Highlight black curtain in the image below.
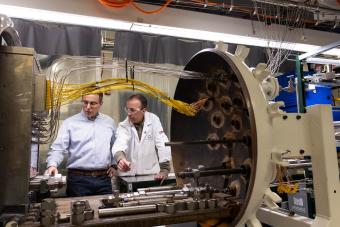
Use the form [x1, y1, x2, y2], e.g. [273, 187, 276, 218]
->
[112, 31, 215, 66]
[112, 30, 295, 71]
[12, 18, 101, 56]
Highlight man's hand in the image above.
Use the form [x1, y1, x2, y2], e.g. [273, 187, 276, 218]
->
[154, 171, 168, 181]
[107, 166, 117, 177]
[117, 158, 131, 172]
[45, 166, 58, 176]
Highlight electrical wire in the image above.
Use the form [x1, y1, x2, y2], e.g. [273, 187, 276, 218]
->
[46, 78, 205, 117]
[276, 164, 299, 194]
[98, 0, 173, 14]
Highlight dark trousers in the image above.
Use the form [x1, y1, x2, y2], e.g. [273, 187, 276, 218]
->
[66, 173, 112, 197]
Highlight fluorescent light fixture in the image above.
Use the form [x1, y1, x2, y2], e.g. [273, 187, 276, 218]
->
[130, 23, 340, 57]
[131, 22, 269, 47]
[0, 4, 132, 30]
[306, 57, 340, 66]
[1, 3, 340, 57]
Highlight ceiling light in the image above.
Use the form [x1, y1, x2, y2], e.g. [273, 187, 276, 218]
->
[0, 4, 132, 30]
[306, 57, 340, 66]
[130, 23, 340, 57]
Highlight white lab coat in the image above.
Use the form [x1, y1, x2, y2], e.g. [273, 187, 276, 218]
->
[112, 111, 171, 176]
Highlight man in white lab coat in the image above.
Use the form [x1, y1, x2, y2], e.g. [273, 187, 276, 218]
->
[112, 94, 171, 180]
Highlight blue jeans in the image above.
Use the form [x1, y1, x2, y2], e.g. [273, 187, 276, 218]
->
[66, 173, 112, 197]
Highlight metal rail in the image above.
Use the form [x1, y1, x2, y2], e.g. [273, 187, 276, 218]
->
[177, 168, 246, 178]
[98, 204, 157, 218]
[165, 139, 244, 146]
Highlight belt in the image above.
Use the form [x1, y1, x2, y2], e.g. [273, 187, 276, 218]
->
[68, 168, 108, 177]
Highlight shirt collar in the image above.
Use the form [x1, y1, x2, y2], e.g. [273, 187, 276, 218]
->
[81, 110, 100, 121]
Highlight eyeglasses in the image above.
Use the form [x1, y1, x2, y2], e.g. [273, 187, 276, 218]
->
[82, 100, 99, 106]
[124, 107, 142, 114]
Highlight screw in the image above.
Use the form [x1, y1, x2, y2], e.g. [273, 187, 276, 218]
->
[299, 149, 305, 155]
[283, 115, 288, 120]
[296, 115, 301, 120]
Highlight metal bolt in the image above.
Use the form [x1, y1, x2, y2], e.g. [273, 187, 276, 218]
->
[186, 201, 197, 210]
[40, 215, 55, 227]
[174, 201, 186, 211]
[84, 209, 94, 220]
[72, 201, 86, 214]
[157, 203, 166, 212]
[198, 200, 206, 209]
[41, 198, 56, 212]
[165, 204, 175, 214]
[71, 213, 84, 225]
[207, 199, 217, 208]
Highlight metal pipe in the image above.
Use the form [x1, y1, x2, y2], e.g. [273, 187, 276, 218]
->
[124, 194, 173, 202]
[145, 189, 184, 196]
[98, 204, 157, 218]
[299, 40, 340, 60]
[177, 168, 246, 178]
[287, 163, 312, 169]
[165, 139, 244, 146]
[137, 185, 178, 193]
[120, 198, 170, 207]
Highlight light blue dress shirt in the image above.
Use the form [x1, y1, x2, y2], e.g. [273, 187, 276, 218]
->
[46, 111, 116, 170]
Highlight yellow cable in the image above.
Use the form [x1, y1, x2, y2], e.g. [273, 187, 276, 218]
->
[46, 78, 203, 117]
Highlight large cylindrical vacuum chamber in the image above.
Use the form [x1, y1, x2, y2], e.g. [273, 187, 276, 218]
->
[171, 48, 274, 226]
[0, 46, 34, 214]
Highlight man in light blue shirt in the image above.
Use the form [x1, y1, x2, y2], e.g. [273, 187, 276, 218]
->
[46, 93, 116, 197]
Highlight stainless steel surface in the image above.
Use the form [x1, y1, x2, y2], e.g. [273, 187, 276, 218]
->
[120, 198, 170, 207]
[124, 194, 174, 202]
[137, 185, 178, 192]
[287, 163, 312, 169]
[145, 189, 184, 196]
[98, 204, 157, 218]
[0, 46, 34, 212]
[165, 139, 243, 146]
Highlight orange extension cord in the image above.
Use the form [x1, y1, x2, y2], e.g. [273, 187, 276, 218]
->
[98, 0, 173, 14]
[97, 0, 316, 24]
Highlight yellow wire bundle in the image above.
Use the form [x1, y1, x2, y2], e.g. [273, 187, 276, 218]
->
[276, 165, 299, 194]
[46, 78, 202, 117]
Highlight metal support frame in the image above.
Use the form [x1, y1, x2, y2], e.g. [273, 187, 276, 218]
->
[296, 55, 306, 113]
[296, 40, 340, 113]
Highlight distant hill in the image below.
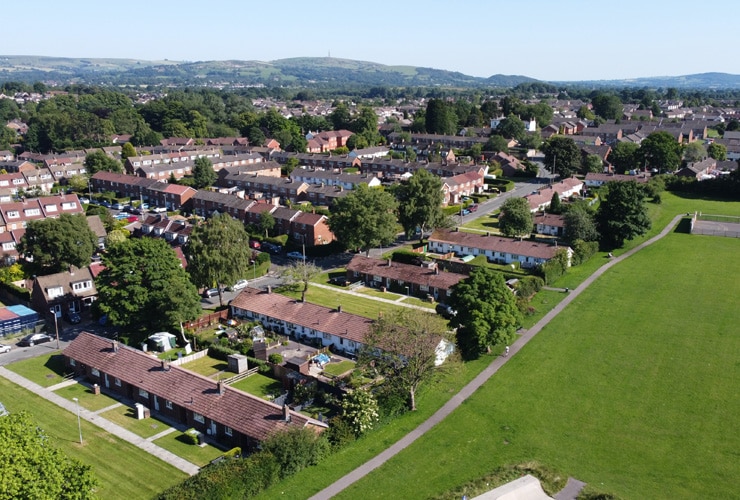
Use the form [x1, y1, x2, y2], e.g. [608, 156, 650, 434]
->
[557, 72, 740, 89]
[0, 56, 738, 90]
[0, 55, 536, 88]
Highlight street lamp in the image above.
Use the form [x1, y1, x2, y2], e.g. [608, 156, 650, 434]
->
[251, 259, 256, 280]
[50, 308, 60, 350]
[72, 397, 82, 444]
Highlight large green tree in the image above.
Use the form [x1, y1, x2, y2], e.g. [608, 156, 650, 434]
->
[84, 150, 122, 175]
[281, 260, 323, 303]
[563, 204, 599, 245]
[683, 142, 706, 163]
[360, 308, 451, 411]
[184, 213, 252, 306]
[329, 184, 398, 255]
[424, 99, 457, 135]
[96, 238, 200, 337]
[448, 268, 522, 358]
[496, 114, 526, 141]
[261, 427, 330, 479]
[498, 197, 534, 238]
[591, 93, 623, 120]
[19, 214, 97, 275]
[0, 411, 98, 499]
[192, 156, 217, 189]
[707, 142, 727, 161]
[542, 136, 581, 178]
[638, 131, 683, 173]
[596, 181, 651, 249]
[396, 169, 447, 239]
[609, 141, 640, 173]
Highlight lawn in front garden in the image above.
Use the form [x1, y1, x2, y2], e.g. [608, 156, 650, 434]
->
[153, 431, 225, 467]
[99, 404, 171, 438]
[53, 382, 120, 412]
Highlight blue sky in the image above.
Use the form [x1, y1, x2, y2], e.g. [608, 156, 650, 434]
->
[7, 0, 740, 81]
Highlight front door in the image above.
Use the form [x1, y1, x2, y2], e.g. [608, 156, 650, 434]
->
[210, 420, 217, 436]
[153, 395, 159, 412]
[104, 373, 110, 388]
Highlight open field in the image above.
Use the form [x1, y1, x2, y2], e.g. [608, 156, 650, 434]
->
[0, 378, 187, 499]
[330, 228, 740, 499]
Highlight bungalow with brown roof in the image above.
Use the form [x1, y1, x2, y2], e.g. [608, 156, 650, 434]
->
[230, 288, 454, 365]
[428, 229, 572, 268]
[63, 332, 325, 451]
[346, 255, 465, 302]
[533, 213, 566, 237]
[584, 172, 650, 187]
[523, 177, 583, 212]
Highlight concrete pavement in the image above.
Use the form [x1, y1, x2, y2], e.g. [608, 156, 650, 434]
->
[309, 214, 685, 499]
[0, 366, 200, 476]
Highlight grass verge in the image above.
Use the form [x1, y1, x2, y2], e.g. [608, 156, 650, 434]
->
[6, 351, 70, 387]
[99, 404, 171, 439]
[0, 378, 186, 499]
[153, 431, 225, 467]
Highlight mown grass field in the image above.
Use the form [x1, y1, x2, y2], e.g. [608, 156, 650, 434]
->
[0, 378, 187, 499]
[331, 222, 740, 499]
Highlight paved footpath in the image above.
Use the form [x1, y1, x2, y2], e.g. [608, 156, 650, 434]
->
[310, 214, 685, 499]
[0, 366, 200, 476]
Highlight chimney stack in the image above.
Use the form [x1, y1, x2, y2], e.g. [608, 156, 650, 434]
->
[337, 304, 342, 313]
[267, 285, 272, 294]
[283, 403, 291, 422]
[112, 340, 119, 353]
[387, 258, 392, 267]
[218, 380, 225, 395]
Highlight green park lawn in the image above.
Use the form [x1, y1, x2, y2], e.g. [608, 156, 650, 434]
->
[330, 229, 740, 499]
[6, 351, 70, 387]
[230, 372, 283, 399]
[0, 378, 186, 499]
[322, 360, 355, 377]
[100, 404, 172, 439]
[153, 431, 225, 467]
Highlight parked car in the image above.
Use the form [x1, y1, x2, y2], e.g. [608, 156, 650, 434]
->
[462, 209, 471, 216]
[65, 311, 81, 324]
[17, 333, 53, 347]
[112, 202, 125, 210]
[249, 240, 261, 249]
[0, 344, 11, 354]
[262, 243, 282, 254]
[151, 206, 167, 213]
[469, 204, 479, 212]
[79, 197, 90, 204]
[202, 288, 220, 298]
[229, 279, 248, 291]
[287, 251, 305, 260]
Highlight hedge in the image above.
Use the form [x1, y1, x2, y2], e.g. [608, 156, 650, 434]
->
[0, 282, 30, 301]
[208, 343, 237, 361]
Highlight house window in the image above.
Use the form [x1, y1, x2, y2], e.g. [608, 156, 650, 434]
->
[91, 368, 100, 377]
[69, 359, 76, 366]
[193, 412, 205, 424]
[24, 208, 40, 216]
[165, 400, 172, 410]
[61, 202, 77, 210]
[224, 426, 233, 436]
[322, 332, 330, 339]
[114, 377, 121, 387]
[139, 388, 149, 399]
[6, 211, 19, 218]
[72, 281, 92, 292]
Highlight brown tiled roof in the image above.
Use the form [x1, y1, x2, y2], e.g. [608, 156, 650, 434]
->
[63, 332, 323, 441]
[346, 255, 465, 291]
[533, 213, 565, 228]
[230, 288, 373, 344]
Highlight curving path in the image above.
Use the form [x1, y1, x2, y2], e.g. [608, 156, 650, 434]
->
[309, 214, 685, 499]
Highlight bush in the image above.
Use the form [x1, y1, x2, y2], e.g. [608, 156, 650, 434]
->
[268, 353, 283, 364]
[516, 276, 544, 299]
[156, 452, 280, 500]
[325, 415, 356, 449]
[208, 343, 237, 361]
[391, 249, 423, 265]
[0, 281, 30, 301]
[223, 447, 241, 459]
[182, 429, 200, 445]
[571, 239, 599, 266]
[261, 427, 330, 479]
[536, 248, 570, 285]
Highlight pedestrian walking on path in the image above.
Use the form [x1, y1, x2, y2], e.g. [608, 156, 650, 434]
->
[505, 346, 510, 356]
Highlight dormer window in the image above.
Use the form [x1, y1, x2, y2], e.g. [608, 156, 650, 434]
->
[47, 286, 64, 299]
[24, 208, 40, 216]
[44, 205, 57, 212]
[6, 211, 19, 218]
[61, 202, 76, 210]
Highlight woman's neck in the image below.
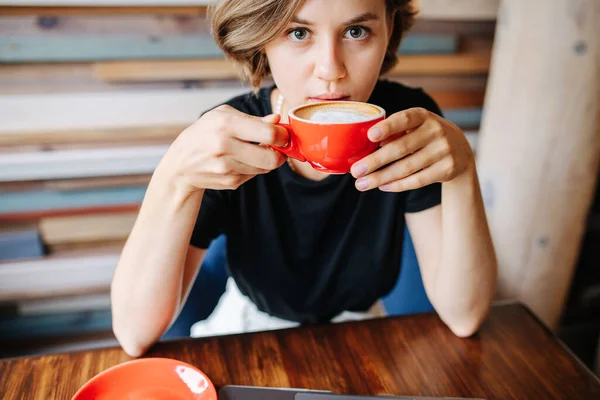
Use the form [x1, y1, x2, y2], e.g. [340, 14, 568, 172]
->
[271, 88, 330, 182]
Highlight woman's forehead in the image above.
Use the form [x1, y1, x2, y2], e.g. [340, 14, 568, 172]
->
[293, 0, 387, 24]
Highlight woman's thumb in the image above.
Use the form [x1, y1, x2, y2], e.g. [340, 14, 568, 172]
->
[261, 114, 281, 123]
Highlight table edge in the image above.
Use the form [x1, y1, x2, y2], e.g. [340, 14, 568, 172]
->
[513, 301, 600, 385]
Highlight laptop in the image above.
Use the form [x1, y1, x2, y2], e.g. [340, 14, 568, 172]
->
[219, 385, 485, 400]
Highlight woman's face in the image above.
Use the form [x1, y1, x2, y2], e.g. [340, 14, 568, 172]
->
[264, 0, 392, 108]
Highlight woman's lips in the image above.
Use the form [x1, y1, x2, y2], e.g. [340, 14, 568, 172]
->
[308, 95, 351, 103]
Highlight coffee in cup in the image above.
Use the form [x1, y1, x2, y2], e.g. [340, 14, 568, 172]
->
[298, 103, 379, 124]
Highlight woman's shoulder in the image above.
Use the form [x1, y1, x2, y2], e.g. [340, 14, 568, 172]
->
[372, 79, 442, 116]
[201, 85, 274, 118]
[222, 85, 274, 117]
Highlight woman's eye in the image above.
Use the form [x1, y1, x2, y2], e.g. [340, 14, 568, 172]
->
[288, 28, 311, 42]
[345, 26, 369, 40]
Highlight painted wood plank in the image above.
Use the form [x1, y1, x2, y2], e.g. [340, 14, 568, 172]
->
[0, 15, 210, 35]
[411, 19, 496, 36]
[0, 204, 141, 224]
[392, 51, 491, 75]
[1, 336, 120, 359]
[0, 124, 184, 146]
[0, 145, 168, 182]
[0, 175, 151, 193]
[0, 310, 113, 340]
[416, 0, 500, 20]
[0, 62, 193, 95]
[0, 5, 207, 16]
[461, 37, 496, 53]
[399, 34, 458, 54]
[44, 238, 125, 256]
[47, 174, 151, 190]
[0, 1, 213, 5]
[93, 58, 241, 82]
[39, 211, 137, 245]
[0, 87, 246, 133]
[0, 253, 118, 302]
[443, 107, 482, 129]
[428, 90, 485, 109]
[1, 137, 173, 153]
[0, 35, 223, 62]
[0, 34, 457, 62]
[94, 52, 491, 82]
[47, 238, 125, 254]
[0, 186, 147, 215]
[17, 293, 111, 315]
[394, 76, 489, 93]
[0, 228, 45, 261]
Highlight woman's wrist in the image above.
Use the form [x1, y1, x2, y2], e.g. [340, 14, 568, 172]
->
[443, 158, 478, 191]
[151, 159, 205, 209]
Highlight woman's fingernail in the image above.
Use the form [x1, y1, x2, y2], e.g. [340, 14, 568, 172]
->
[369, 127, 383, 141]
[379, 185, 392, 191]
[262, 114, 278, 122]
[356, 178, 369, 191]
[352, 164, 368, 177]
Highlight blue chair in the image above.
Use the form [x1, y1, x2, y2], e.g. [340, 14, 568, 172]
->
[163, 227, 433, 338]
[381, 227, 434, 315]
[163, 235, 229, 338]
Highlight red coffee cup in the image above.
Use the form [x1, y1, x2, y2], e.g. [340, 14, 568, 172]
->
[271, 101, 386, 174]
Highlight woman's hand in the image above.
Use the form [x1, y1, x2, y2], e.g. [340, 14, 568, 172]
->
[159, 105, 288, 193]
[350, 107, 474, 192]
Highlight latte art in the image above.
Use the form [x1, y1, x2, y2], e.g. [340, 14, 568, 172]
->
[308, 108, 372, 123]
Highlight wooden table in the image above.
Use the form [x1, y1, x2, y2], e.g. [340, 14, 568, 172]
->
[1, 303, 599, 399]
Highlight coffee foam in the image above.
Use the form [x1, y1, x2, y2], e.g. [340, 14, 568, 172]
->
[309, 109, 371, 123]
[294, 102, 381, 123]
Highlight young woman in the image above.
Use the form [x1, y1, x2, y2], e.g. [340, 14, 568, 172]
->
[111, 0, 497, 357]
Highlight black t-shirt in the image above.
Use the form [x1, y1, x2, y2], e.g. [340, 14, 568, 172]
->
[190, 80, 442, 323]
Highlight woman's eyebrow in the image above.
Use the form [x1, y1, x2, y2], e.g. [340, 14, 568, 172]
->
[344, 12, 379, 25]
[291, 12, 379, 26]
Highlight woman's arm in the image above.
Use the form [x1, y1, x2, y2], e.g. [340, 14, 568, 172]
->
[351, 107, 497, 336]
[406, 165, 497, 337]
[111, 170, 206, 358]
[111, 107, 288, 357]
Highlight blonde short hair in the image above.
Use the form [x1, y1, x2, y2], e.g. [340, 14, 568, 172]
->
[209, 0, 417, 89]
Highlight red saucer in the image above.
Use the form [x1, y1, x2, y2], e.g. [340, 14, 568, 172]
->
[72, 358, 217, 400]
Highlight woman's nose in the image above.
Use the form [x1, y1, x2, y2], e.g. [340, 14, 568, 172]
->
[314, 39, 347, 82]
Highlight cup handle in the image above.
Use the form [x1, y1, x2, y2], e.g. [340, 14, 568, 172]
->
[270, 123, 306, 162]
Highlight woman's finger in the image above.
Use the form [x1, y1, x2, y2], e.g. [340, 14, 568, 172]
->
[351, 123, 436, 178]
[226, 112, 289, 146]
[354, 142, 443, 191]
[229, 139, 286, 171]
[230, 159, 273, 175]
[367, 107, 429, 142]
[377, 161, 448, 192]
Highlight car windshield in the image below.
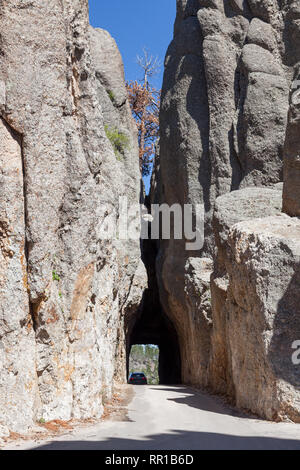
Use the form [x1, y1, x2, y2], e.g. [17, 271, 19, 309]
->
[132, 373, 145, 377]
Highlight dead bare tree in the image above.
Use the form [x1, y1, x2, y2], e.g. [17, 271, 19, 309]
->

What is needed:
Using the listing above, return all lines where the word "grass" occurs.

Response for this exercise:
Highlight grass verge in the image above.
Highlight mown grass field in the image above.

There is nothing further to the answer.